Thursday, January 8, 2009

The search of the "noise"

I am reading a book right now called "Bloody Confused" by Chuck Culpepper that I am really enjoying. He is a sportswriter who has become disenchanted by American sports so he spent a spring in England watching the English Premier League.

During the early part of the book he talks about the reason people love sports is for a particular moment. What he calls that noise. An moment in a game that gets the crowd and atmosphere in general to create a noise that "might swim in your ear canals and rustle your soul and electrify your skin and maybe even prolong your life."

He writes about a goal between Portsmouth and Manchester City as being that it moment for him that truly hooked him into the EPL. He was not even at the game, but watching on TV, but he could just feel the noise through the television.

As a sportswriter Culpepper has covered 11 Super Bowls, seven World Series, five Olympics, 25 major golf tournaments and countless bowl games among other events. But one he remembers most is a moment he missed. When Kirk Gibson hit his famous home run off Eck in the '88 Series, Culpepper was in the hallway outside the Oakland locker room waiting to interview the supposed winning pitcher Dave Stewart.

He witnessed one of the biggest home runs in baseball history on a monitor in the hallway at Chavez Ravine and said he only wishes he knew what the noise in the stadium sounded like.

That got me thinking about whether I have ever experienced that noise. That moment in sports that "rustled my soul or electrified my skin." Have I ever experienced a moment that some people search their entire sporting lives for? Some never find it.

Stored data –
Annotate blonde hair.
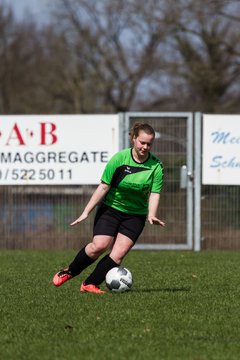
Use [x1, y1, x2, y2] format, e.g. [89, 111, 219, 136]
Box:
[129, 122, 155, 142]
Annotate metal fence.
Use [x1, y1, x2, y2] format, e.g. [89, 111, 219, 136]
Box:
[0, 113, 240, 249]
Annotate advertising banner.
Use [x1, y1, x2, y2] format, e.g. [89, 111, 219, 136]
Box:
[202, 115, 240, 185]
[0, 115, 119, 185]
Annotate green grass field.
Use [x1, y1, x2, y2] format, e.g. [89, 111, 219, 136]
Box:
[0, 250, 240, 360]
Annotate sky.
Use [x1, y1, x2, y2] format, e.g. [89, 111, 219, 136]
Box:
[2, 0, 49, 23]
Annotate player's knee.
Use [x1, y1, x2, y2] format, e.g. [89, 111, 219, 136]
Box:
[88, 242, 106, 258]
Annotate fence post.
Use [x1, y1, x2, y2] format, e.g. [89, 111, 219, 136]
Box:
[194, 112, 202, 251]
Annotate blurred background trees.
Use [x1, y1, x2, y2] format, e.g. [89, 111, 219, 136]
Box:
[0, 0, 240, 114]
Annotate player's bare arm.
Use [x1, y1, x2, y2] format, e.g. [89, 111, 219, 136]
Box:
[148, 193, 165, 226]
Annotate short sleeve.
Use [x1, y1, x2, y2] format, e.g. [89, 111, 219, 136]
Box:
[101, 153, 120, 185]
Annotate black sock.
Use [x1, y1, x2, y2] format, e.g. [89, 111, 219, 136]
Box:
[68, 247, 95, 277]
[84, 255, 119, 285]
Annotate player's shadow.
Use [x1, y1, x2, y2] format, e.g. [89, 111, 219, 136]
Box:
[132, 287, 191, 293]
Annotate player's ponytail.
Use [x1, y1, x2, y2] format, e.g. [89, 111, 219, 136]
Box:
[129, 122, 155, 142]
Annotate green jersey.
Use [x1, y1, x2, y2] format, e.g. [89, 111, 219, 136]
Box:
[101, 148, 163, 215]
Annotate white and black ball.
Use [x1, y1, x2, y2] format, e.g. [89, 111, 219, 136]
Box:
[105, 266, 133, 292]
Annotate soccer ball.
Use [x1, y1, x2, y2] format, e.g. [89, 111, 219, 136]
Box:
[106, 267, 133, 292]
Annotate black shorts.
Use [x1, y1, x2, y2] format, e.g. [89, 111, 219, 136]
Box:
[93, 204, 146, 243]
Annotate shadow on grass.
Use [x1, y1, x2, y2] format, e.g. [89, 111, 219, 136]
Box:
[131, 287, 191, 293]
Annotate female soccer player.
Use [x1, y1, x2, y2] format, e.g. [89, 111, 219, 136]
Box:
[53, 123, 165, 294]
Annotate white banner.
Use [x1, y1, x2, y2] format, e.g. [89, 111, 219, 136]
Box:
[202, 115, 240, 185]
[0, 115, 119, 185]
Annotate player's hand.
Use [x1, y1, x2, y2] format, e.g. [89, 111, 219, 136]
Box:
[148, 215, 166, 226]
[70, 213, 88, 226]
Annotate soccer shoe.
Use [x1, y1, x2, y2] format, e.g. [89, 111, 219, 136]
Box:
[53, 269, 72, 286]
[80, 283, 105, 294]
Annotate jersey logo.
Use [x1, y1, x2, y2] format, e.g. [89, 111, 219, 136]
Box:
[111, 165, 149, 187]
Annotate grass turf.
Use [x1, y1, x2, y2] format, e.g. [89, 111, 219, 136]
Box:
[0, 250, 240, 360]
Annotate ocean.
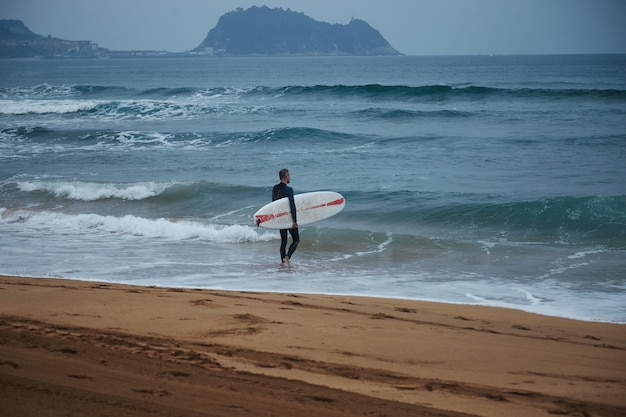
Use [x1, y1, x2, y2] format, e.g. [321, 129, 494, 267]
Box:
[0, 55, 626, 323]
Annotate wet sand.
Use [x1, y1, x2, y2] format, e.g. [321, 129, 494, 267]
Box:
[0, 276, 626, 417]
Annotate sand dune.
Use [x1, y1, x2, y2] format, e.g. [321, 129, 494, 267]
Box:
[0, 276, 626, 417]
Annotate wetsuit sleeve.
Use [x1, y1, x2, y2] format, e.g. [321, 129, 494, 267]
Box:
[285, 187, 298, 223]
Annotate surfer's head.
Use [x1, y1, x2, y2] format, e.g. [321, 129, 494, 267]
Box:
[278, 168, 291, 184]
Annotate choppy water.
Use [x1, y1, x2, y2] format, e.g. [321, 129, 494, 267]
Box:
[0, 55, 626, 322]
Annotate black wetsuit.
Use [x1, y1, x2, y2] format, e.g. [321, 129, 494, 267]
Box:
[272, 182, 300, 261]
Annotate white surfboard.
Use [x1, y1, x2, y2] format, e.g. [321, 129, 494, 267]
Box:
[254, 191, 346, 229]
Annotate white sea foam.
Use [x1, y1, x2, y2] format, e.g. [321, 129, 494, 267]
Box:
[17, 181, 172, 201]
[0, 209, 276, 243]
[0, 100, 100, 115]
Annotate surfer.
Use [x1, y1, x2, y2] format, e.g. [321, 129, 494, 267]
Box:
[272, 168, 300, 264]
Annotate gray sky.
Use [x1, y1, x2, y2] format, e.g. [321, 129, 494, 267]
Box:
[0, 0, 626, 55]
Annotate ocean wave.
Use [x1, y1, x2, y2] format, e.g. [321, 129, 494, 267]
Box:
[17, 181, 172, 201]
[260, 84, 626, 101]
[343, 191, 626, 248]
[0, 84, 626, 100]
[0, 208, 276, 243]
[352, 107, 472, 121]
[0, 99, 100, 115]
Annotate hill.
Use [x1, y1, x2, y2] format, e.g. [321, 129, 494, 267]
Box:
[193, 6, 402, 56]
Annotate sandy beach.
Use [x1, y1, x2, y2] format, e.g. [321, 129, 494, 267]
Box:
[0, 276, 626, 417]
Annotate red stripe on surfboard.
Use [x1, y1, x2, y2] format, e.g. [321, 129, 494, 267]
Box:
[256, 198, 345, 224]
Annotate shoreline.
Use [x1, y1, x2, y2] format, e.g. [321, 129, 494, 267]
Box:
[0, 275, 626, 417]
[0, 273, 626, 325]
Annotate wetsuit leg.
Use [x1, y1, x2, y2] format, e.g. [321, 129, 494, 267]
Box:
[280, 229, 287, 262]
[285, 227, 300, 259]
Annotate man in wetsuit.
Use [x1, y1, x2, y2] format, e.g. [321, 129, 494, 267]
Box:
[272, 168, 300, 264]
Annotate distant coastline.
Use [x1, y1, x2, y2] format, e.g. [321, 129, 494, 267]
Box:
[0, 6, 402, 59]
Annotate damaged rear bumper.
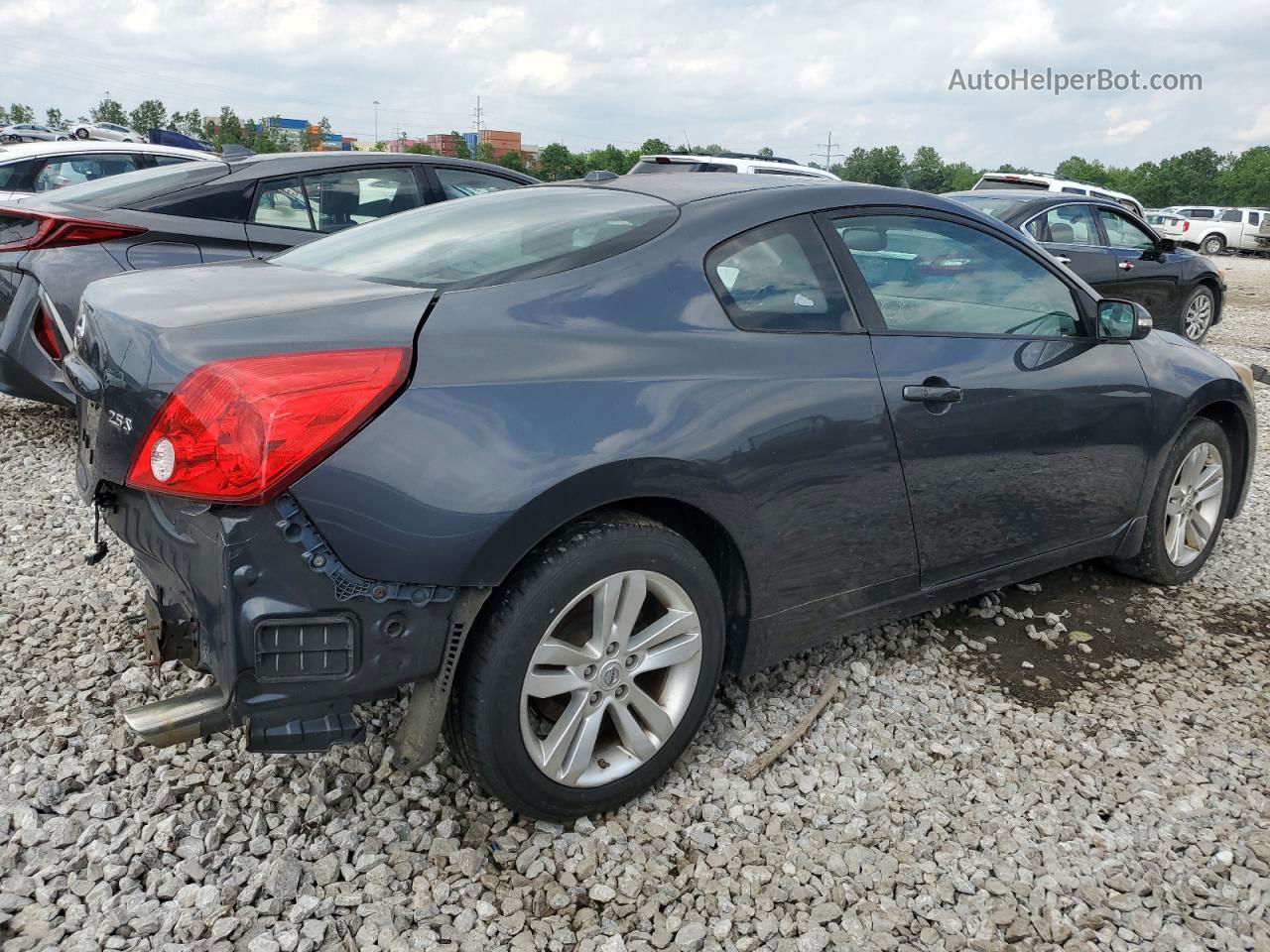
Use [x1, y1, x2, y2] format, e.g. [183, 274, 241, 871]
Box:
[96, 484, 489, 766]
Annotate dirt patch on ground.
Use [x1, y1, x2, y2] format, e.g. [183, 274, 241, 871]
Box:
[948, 565, 1181, 706]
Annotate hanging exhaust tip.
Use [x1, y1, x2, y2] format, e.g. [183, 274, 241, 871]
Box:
[123, 688, 232, 748]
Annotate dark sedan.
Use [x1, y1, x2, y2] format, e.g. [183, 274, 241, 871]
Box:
[0, 150, 535, 404]
[66, 174, 1256, 819]
[947, 191, 1225, 344]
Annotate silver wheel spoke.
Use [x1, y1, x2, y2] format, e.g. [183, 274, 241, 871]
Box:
[525, 667, 586, 697]
[608, 699, 661, 761]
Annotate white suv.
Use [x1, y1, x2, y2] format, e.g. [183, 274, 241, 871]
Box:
[626, 153, 842, 181]
[974, 172, 1146, 218]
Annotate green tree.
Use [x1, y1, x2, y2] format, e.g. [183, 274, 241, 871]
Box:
[940, 163, 979, 191]
[498, 150, 528, 172]
[128, 99, 168, 136]
[539, 142, 574, 181]
[87, 96, 128, 126]
[904, 146, 944, 191]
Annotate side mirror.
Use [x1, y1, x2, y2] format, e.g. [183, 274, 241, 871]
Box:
[1098, 298, 1152, 340]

Task A –
Reproduce word for word the part of the sports blog post that opens with the words containing "That got me" and closes with "never find it.".
Task B –
Resume the sports blog post, starting right after its last sentence.

Final answer A –
That got me thinking about whether I have ever experienced that noise. That moment in sports that "rustled my soul or electrified my skin." Have I ever experienced a moment that some people search their entire sporting lives for? Some never find it.

Final answer B –
I guess I have been lucky. In my 31 years of the pursuit of the "noise" I can pinpoint four times I experienced it. That moment that not only qualifies as a fantastic moment in a game, but changes the environment around you. For that reason, the finish to the Sam Houston State/Eastern Washington playoff game in 2004 doesn't qualify because the game was in Cheney, Washington. Although the silence in that stadium was awesome.

The first was in 1997 at the Alamodome at the NCAA Basketball Midwest Regional. With the UCLA Bruins trailing 73-72 to Iowa State Cameron Dollar sprinted the length of the floor after a shot by Iowa State's Shawn Bankhead scored to put the Cyclones up with 10 seconds left in overtime. Dollar floated a 3-footer over the outstretched arm of Kelvin Cato to give the Bruins a thrilling victory.

To top it off, it was the second game of what had to have been one of the most exciting nights in NCAA regional history as Minnesota had beat Clemson in double overtime the first game of the night. When Dollar hit the shot, the place erupted. I have never experienced anything like. It was my first NCAA Tournament and I loved every second of it. Probably because of that night, I have been to the Big Dance four more times.

My second it moment was another college basketball game (this is going to be a theme here.) This is my only Sam Houston game on the list. It was the 2003 Southland Conference Championship game. In overtime, Donald Cole hit a 3-pointer with 18-seconds left to beat Stephen F. Austin.

I was sitting on press row right next to the Bearkat bench. The final moments of that game are a blur. To noise in Johnson Coliseum was indescribable. I have since watched the shot again and it looks nothing like I remember it in person. I had been to the NCAA Tournament two times before, but that shot meant I was going to see my Bearkats in the Big Dance. That was one of those moments.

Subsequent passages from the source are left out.